- [REQUIREMENT]: All entries that follow are to be printed exactly as written.

- - - -

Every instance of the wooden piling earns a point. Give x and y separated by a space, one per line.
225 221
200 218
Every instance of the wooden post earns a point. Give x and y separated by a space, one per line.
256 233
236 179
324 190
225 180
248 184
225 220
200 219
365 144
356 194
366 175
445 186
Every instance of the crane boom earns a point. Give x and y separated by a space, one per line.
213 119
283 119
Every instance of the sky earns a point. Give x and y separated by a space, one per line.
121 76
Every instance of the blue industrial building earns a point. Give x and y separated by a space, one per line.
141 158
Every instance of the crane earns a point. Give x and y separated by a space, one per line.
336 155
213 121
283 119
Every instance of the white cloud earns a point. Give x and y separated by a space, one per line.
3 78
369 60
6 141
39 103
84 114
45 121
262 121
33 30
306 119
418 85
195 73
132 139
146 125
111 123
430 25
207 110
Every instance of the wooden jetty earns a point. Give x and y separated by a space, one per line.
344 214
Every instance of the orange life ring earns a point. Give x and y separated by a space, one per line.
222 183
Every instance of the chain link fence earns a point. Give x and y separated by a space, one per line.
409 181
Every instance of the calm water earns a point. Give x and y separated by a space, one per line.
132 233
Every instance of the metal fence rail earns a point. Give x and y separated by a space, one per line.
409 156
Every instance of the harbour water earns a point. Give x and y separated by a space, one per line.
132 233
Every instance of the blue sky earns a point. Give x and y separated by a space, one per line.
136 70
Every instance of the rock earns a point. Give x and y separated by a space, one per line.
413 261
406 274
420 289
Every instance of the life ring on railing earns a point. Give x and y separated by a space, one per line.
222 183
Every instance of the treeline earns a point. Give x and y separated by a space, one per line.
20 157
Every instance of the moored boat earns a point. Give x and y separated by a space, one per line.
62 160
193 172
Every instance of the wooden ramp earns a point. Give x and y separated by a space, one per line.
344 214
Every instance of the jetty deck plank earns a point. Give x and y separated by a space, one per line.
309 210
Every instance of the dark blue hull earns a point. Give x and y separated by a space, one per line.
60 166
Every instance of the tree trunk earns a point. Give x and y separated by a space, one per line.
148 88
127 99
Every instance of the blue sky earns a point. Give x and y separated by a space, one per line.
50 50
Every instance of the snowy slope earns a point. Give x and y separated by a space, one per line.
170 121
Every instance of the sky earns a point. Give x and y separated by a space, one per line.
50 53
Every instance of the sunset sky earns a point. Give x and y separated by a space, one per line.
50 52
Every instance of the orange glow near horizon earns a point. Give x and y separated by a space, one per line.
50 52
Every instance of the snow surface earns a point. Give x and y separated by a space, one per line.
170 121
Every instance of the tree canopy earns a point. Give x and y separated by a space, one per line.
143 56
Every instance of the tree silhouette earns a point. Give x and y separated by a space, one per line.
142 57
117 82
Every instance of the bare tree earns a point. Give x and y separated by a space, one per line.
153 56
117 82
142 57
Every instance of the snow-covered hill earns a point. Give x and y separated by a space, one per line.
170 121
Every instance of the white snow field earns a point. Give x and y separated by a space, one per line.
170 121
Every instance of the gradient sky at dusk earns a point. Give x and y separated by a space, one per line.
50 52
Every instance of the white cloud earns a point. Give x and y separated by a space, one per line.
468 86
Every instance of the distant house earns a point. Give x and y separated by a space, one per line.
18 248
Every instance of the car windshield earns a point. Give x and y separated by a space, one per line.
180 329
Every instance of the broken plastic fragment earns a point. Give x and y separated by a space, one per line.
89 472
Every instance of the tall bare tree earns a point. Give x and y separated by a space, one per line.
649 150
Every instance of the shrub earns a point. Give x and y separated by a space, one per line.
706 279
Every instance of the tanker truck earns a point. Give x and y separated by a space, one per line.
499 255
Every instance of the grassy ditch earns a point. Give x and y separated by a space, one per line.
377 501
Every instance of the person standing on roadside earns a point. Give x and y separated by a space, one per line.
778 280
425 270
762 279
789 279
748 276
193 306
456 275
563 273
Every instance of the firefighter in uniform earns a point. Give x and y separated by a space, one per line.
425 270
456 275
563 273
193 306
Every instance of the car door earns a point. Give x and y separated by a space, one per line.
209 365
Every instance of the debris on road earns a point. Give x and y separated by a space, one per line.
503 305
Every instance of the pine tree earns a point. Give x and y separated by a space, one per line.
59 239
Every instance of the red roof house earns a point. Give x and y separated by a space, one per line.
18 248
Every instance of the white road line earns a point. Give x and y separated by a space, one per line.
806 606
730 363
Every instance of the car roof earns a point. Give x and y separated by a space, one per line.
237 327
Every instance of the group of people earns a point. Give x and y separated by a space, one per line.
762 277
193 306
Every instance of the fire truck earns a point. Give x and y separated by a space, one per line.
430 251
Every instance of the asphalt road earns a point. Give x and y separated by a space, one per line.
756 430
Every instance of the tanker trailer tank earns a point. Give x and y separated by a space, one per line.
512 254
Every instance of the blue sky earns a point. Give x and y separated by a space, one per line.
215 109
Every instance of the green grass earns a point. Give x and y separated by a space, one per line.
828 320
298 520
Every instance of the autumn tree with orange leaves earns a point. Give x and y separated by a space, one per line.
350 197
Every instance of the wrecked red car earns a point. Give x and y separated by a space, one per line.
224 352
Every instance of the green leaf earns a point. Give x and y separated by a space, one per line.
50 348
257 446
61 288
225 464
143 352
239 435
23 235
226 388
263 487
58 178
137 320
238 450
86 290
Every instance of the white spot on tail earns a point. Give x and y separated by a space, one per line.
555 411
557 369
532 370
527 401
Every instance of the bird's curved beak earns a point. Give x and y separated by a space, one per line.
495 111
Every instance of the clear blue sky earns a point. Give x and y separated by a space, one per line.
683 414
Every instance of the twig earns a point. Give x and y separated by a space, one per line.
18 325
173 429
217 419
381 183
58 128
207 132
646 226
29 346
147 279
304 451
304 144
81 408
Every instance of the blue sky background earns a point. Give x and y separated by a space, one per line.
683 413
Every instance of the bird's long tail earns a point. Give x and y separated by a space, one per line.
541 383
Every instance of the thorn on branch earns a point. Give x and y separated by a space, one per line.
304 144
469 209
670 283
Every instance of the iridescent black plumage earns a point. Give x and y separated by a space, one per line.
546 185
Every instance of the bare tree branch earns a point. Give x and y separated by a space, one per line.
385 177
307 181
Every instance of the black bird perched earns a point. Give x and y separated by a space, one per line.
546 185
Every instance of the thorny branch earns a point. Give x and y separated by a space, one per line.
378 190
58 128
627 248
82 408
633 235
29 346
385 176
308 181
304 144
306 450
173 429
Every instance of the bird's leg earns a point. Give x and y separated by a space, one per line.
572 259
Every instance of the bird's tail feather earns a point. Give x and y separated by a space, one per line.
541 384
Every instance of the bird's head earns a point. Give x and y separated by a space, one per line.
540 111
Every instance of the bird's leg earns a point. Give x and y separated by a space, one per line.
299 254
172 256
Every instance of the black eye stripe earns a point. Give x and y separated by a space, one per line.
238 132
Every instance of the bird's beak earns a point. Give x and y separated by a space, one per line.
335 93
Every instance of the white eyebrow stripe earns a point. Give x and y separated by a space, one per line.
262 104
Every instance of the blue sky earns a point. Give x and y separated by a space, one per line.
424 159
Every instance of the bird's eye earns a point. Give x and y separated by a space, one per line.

- - - -

- [COMPLETED EXERCISE]:
Every instance of the wooden piling earns a point. Give x and y separated by a space, one per line.
225 221
200 218
Every instance of the wooden post earns a point. Give x and y separated by a space, one per line.
256 233
236 179
324 190
225 180
248 184
225 220
200 219
365 144
356 194
366 175
445 186
Every instance of the crane boom earns a point. Give x and y separated by a space, one per line.
213 119
283 119
Every instance of the sky earns a point. Give x and y separated by a space, one per line.
121 76
Every instance of the blue industrial building earns a point. Give x and y separated by a space, one per line.
141 158
Every instance of the crane earns a point. Give x and y separated by a space, one per line.
336 155
213 121
283 119
Every instance of the white cloud earns a point. Give x and y separated by a space, one per line.
3 78
369 60
6 141
39 103
84 114
45 121
262 121
33 30
306 119
418 85
195 73
132 139
146 125
111 123
430 25
207 110
Every instance of the wooden jetty earns a point. Give x and y separated by a space, one per line.
344 214
Every instance of the orange life ring earns a point. Give x and y separated by a space, one per line.
222 183
Every instance of the chain link fence earns a point. Give x and y separated by a space, one per line.
409 181
Every instance of the calm water earns a point. Give x and y separated by a space, one per line.
132 233
Every instance of the metal fence rail earns a point. Give x and y separated by a space, one per line.
409 156
Every instance of the harbour water earns a point. Give x and y separated by a space, one per line.
132 233
Every instance of the blue sky earns a point. Give x and y separated by a space, one per line.
136 70
Every instance of the rock earns a point. Give x and y separated by a space, one per line.
413 261
406 274
420 289
Every instance of the life ring on railing earns a point. Give x and y separated by a space, one per line.
222 183
Every instance of the treeline earns a point. Give x and y separated by a space, one per line.
20 157
Every instance of the moored boat earns a point. Give x and y separated by a space, one per line.
62 160
193 172
Every instance of the wooden ramp earns a point. Give x and y separated by a space, one per line.
344 214
Every instance of the jetty deck plank earns a point. Give x and y separated by a space, one per line.
309 210
Every instance of the dark blue hull earns a point. Give x and y separated by a space, one per line.
60 166
Every instance of the tree trunk earns a point. Give x and y separated by a space, one per line.
148 88
127 99
Every instance of the blue sky earns a point. Give x and y separated by a space, one per line.
50 50
Every instance of the snowy slope earns a point. Give x and y separated by a space, one per line.
170 121
Every instance of the sky earns a point. Give x and y separated by a space, one per line.
50 53
Every instance of the sunset sky earns a point. Give x and y separated by a space, one per line.
50 52
Every instance of the orange glow near horizon earns a point. Give x and y separated by a space, one per line.
50 52
Every instance of the snow surface earns a point. Give x and y separated by a space, one per line.
170 121
Every instance of the tree canopy earns a point. Give x and y separated by a space, one per line.
143 56
Every instance of the tree silhouette earns a point. Give x and y separated by a space, one per line.
142 57
117 82
Every instance of the bare tree earns a point. Give x and y separated by a space, one per line.
153 56
117 82
142 57
Every instance of the snow-covered hill earns a point. Give x and y separated by a space, one per line.
170 121
Every instance of the white snow field earns a point. Give x and y separated by a space, one per line.
170 121
Every instance of the gradient sky at dusk earns a point. Give x and y separated by a space, one per line.
50 52
Every instance of the white cloud earns a point. Give x and y separated by a space, one per line.
468 86
Every instance of the distant house earns a point. Give x and y separated by a space, one per line.
18 248
Every instance of the car windshield earns a point. Give x and y separated by a space, one per line.
180 329
Every instance of the broken plastic fragment earns a point. Give x and y separated by a space, one per line.
89 472
Every instance of the tall bare tree earns a point. Give x and y separated by a space, one per line.
649 150
Every instance of the shrub earns a point. Give x and y separated by a space, one per line.
706 279
Every instance of the tanker truck earns a point. Give x and y separated by a space, one per line.
499 255
Every instance of the grassy ditch earns a point. Give x and y separated by a space, one per line.
377 501
Every instance of the person standing on roadside earns a point. Give x and y separated by a space, one per line.
778 280
425 270
762 279
789 279
748 276
193 306
456 275
563 273
Every instance of the firefighter in uniform earns a point. Give x and y separated by a space, one per line.
425 270
456 275
563 273
193 306
Every instance of the car door earns a point. Give x and y separated by a space, one per line.
209 365
Every instance of the debris on road earns a point. Give x and y separated by a space, one per line.
503 305
Every instance of the pine tree earns a point. Give x and y separated by a space, one per line.
59 239
Every instance of the red roof house earns a point. Give x and y separated by a space, one per line.
18 248
Every instance of the white road line earns a point. Give x and y separated by a space, one per line.
806 606
730 363
Every instance of the car roof earns a point. Give x and y separated by a space, one per line.
237 327
Every instance of the group of people earns a point. Give x and y separated by a space, one per line.
762 277
193 306
Every instance of the fire truck earns a point. Give x and y separated by a space, one per line.
430 251
Every instance of the asphalt road earns a point. Give x and y separated by a space, one per line.
756 430
Every instance of the tanker trailer tank earns a point. Give x and y separated by a space, one per line.
512 254
Every instance of the blue sky earns a point. Give x and y separated by a space, one per line.
215 109
Every instance of the green grass earns a point. Give x and y separated by a space, one per line.
828 320
298 520
Every instance of the autumn tree with orange leaves earns a point. Give x and y separated by a space, one per line.
350 197
Every instance of the wrecked red car earns a point. Give x and y separated by a space, one per line.
224 352
Every instance of the green leaf earns a point. Give x and y separated by a space, one per line.
50 348
257 446
61 288
225 464
143 352
239 435
23 235
226 388
263 487
58 178
137 320
238 450
86 290
Every instance of the white spot on tail earns a point. Give x and y separated by a space, one per line.
555 411
557 369
532 370
527 401
Every instance of the bird's curved beak earns a point. Give x and y separated by a space, one per line.
495 111
Every instance of the clear blue sky earns a point. Give x and y separated by a space, one per line.
683 414
Every instance of the twig earns a point. Give x and y separated by a space, one per line.
18 325
173 429
217 419
381 183
58 128
207 132
646 226
29 346
147 279
304 451
304 144
81 408
Every instance of the blue sky background earns a point. Give x and y separated by a space, one per line.
683 413
Every instance of the bird's long tail earns a point. Give x and y separated by a space, one per line.
541 383
Every instance of the thorn on branch earns a point. Give x and y separated by a space, one per line.
304 144
469 209
670 283
Every instance of the iridescent black plumage earns a point. Give x and y separated by a space, one per line.
546 185
Every instance of the bare tree branch earns a point. Give x and y separated by a space, one per line.
385 177
307 181
Every instance of the black bird perched earns a point. Give x and y separated by a space, one per line.
546 185
Every instance of the thorny branch earns a point. Give x and y separated by a space, one per line.
378 190
58 128
627 248
82 408
633 235
29 346
385 176
308 181
304 144
306 450
173 429
Every instance of the bird's leg earns a point. Give x and y separated by a space, one per line.
572 259
Every instance of the bird's tail feather earns a point. Give x and y separated by a space, one per line.
541 384
Every instance of the bird's head earns a point. Give x and y separated by a space, one per line.
540 111
Every instance of the bird's leg earns a point. Give x and y separated by a space, one per line.
299 254
172 256
Every instance of the black eye stripe earns a point. Give x and y separated by a space, one per line.
238 132
Every instance of the bird's beak earns a point. Give x and y separated by a space, one per line.
335 93
Every instance of the white eyebrow stripe earns a point. Give x and y separated by a space, one per line.
262 104
Every instance of the blue sky earns a point. Give x and y separated by a space, one per line.
424 159
Every instance of the bird's eye earns a point. Give x and y separated by a space, one per line.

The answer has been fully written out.